■ **EXERCISE AIM**
Below are some records. Return exactly the lines from the one containing "target: white sky" through the one containing "Draw the outline of every instance of the white", both included, and only those.

■ **DATA EXTRACT**
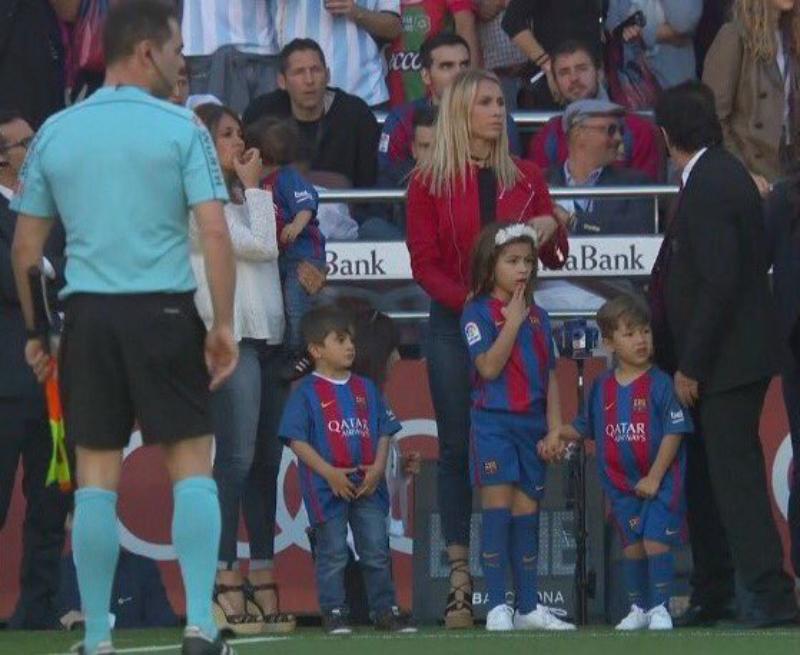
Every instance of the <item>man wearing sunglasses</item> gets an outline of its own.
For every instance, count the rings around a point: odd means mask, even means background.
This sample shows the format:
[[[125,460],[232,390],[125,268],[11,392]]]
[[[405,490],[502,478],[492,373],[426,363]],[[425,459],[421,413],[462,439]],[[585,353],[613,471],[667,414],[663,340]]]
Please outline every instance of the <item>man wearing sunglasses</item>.
[[[50,426],[42,387],[23,357],[25,321],[11,269],[17,216],[9,202],[32,139],[33,130],[20,114],[0,109],[0,529],[11,505],[20,460],[26,500],[20,596],[10,620],[16,630],[58,625],[56,594],[69,501],[57,486],[45,487],[52,452]],[[56,223],[45,246],[45,267],[51,267],[62,281],[63,253],[64,232]]]
[[[647,184],[641,171],[612,164],[625,134],[625,110],[606,100],[578,100],[562,117],[567,160],[548,171],[555,186],[627,186]],[[557,218],[573,234],[646,234],[655,230],[651,198],[560,199]]]

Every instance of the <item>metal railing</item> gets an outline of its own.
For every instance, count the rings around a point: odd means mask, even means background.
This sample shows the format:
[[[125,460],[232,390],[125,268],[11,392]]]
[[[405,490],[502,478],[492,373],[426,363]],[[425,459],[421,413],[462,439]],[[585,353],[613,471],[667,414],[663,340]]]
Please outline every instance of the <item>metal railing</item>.
[[[550,187],[553,198],[641,198],[677,195],[678,187],[670,184],[646,184],[614,187]],[[403,202],[405,189],[328,189],[319,192],[322,202],[370,203]]]
[[[529,128],[529,127],[539,127],[540,125],[544,125],[554,116],[561,116],[563,114],[562,111],[515,111],[511,113],[511,117],[514,119],[514,122],[517,124],[517,127],[522,128]],[[652,111],[639,111],[636,112],[640,116],[644,116],[646,118],[652,118],[653,112]],[[378,121],[379,125],[383,125],[386,121],[386,116],[388,115],[385,111],[376,111],[374,112],[375,118]]]

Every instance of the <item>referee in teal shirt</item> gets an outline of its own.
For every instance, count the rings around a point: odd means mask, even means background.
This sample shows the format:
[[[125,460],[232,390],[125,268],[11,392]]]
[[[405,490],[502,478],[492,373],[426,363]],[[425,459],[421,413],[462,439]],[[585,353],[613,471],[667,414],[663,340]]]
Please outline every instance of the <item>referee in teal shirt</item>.
[[[114,652],[108,606],[119,554],[116,490],[136,421],[145,443],[161,445],[174,484],[172,541],[188,624],[183,653],[231,653],[211,613],[220,512],[208,412],[209,389],[238,358],[227,191],[208,132],[191,112],[162,100],[183,66],[174,11],[159,0],[113,5],[104,46],[105,86],[44,124],[12,204],[19,212],[14,272],[31,329],[25,357],[40,380],[48,358],[32,329],[27,271],[41,260],[53,217],[66,230],[59,357],[66,432],[77,456],[72,543],[86,617],[79,652]],[[208,334],[193,301],[190,208],[214,306]]]

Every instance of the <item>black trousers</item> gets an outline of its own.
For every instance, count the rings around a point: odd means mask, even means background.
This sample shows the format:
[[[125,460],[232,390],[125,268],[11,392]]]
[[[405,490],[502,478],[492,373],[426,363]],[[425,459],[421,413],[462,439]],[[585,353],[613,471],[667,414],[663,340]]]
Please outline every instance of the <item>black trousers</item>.
[[[57,485],[45,487],[51,454],[43,398],[0,398],[0,529],[11,505],[20,460],[26,500],[20,595],[9,621],[14,629],[52,628],[58,618],[59,563],[70,497]],[[0,559],[6,558],[0,554]]]
[[[694,411],[697,432],[686,440],[692,604],[721,609],[733,600],[735,578],[762,613],[794,602],[758,436],[768,385],[704,396]]]

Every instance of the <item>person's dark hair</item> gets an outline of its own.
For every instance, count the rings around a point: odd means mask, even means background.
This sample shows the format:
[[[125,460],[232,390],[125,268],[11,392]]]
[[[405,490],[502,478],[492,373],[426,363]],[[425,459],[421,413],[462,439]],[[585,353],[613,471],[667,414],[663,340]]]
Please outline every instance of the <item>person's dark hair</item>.
[[[581,41],[579,39],[567,39],[566,41],[562,41],[561,43],[559,43],[550,52],[550,61],[552,61],[553,64],[555,64],[556,59],[558,59],[559,57],[574,55],[576,52],[585,52],[587,55],[589,55],[589,58],[595,65],[595,68],[600,68],[602,66],[602,62],[600,61],[600,55],[595,51],[595,48],[590,46],[585,41]]]
[[[23,119],[22,113],[16,109],[5,109],[0,107],[0,127],[20,119]],[[0,150],[5,148],[7,145],[8,139],[6,139],[5,135],[3,134],[3,130],[0,129]]]
[[[536,244],[531,237],[520,236],[519,238],[509,239],[502,246],[498,246],[496,242],[497,233],[511,225],[513,225],[513,222],[489,223],[478,235],[478,240],[472,251],[472,279],[470,291],[472,291],[473,296],[486,295],[494,290],[494,269],[497,266],[497,260],[500,258],[500,253],[502,253],[503,250],[514,243],[528,243],[533,250],[534,268],[531,279],[528,280],[528,286],[525,289],[525,298],[528,302],[532,302],[533,287],[536,282],[536,273],[538,271]]]
[[[650,325],[650,310],[644,301],[623,294],[606,302],[597,312],[597,325],[604,339],[610,339],[622,326]]]
[[[300,333],[306,344],[320,346],[331,333],[353,336],[353,321],[349,313],[336,305],[320,305],[305,313]]]
[[[112,3],[103,29],[106,65],[133,54],[142,41],[163,46],[172,35],[170,21],[178,25],[178,14],[164,0],[125,0]]]
[[[340,303],[353,317],[356,358],[352,371],[372,380],[379,389],[386,384],[386,365],[391,354],[400,346],[400,335],[394,321],[373,309],[368,303]]]
[[[422,42],[419,49],[419,62],[422,68],[430,70],[433,66],[433,51],[444,46],[463,45],[469,53],[469,43],[458,34],[452,32],[439,32],[436,36],[430,36]]]
[[[670,144],[692,153],[722,143],[714,93],[702,82],[683,82],[665,89],[656,103],[656,124]]]
[[[283,46],[283,50],[279,55],[279,64],[281,73],[284,75],[289,68],[289,57],[291,57],[295,52],[303,52],[304,50],[313,50],[319,55],[319,60],[322,62],[322,66],[326,67],[328,64],[325,62],[325,53],[322,52],[322,48],[320,48],[319,43],[317,43],[314,39],[292,39]]]
[[[439,115],[438,107],[417,107],[414,116],[411,118],[411,127],[416,130],[418,127],[433,127],[436,124],[436,117]]]
[[[299,158],[300,133],[292,120],[263,116],[247,126],[244,143],[247,148],[258,148],[268,165],[288,166]]]
[[[211,132],[212,138],[215,136],[217,126],[219,126],[219,122],[222,120],[223,116],[230,116],[236,121],[240,129],[242,127],[242,119],[239,118],[239,114],[230,107],[218,105],[215,102],[206,102],[202,105],[197,105],[197,107],[194,108],[194,113],[203,121],[203,125],[206,126],[206,129]]]

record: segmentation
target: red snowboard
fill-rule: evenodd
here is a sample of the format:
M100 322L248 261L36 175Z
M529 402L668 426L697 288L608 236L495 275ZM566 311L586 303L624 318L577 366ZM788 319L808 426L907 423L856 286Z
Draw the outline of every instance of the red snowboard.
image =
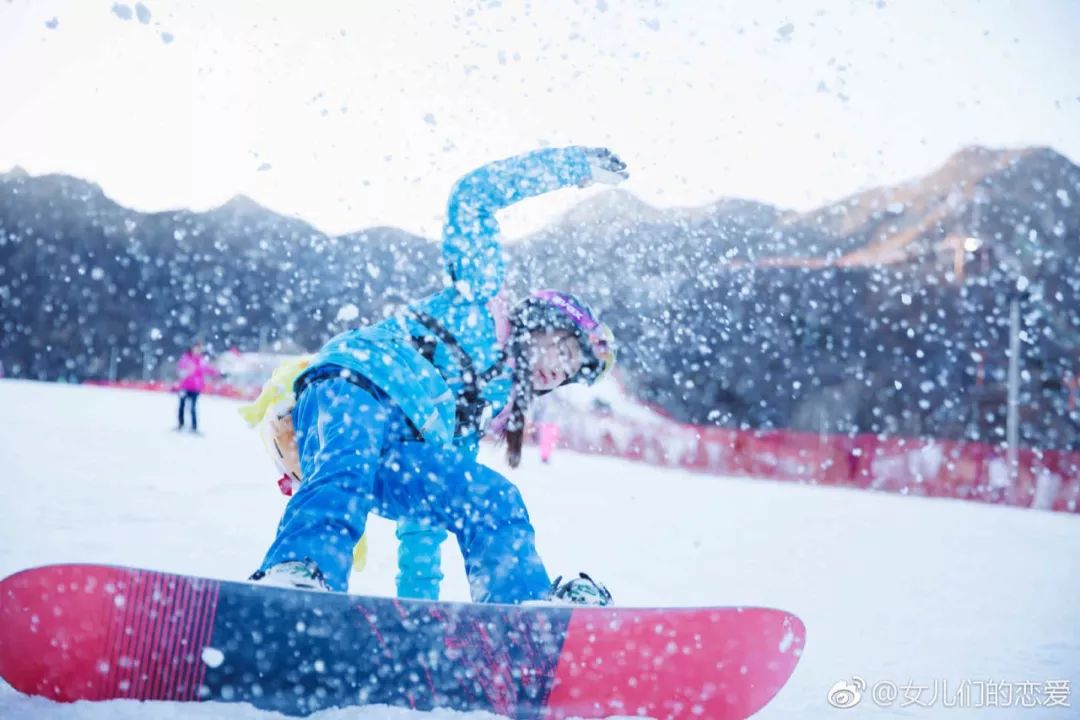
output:
M53 700L745 718L804 628L762 608L402 601L95 565L0 581L0 676Z

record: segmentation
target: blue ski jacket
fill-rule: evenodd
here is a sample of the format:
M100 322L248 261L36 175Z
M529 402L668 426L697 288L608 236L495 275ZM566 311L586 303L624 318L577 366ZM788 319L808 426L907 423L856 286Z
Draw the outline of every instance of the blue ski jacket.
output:
M345 369L384 392L424 441L453 443L475 456L484 419L502 410L512 386L489 306L505 277L495 213L590 177L579 147L537 150L462 177L443 227L446 288L332 338L297 378L297 395L315 377Z

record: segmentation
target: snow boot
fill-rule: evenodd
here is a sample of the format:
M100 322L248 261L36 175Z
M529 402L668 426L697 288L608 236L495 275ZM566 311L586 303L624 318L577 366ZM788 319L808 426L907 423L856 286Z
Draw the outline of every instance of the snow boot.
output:
M585 573L578 573L576 578L562 581L562 576L555 578L548 590L547 602L563 605L591 605L607 607L613 603L611 592Z
M329 592L330 586L326 584L322 571L311 560L289 560L288 562L272 565L266 570L256 570L248 580L253 580L263 585L274 587L302 588L305 590L325 590Z

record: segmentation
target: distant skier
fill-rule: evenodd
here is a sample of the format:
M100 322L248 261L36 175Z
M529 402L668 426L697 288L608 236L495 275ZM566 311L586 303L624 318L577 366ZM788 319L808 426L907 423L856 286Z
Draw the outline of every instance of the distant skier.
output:
M221 373L210 364L206 355L203 354L203 344L196 341L191 349L180 356L176 363L176 371L180 376L178 390L180 392L180 410L177 413L177 430L184 429L184 406L191 404L191 432L199 432L199 418L196 414L195 404L199 400L199 394L206 387L206 379L215 377Z
M300 482L253 580L345 591L374 511L402 521L403 545L428 533L416 543L421 565L430 565L439 534L453 532L476 601L609 602L585 576L553 586L521 494L476 455L490 432L516 467L533 398L595 382L615 362L610 329L573 295L541 290L509 307L495 213L626 177L608 150L569 147L495 162L457 182L443 230L447 287L331 339L299 372L288 417Z

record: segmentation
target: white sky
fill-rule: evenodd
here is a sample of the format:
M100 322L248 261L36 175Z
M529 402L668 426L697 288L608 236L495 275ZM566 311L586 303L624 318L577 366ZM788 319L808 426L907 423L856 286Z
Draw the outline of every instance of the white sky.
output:
M0 0L0 171L434 237L456 177L541 144L611 147L660 206L808 209L973 143L1080 158L1071 0L143 6ZM581 198L527 203L507 234Z

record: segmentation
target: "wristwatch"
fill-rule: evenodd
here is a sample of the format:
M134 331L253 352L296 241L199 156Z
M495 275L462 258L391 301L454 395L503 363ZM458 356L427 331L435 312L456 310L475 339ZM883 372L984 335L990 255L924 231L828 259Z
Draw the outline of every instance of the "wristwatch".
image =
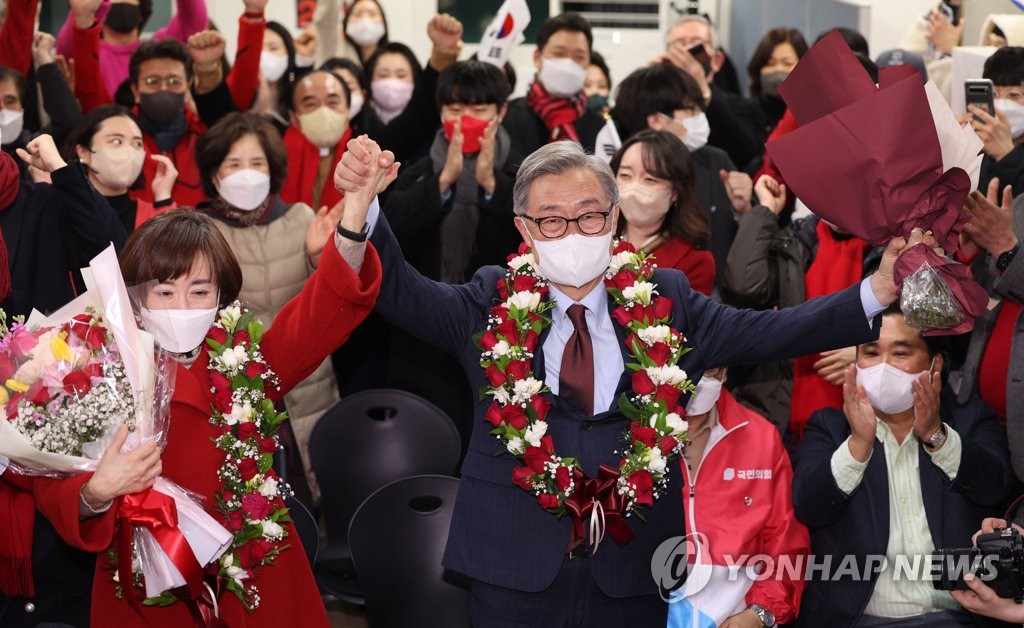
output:
M775 615L772 615L770 610L760 604L751 604L748 608L757 614L757 618L764 624L764 628L775 628Z
M1019 250L1020 242L1013 245L1013 248L1010 249L1009 251L1003 252L1003 254L996 259L996 268L999 269L999 272L1006 272L1006 269L1010 267L1010 262L1012 262L1013 258L1017 256L1017 251Z
M942 447L946 442L946 425L939 425L939 429L935 430L935 433L928 437L928 440L924 442L925 449L932 451Z
M366 242L366 236L370 233L370 223L363 223L363 229L359 232L349 231L339 224L337 232L341 237L348 238L353 242Z

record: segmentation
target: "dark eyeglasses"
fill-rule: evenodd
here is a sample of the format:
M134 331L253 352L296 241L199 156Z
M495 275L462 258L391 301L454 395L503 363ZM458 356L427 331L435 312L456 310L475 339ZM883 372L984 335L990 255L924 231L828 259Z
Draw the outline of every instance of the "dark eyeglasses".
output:
M576 223L576 227L584 235L597 235L604 231L604 226L607 224L608 216L611 213L611 209L607 209L600 212L587 212L575 218L563 218L561 216L534 218L526 214L523 214L523 218L536 223L541 235L545 238L560 238L569 230L570 222Z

■ **RESPONSE TO THIS EXERCISE**
target: white sky
fill-rule: evenodd
here is a sample of the format:
M100 322L248 261L36 175Z
M529 402L668 426L697 288L608 236L495 275ZM566 311L586 303L624 318L577 366ZM788 319L808 426L907 423L856 286Z
Draw the outline of every instance of the white sky.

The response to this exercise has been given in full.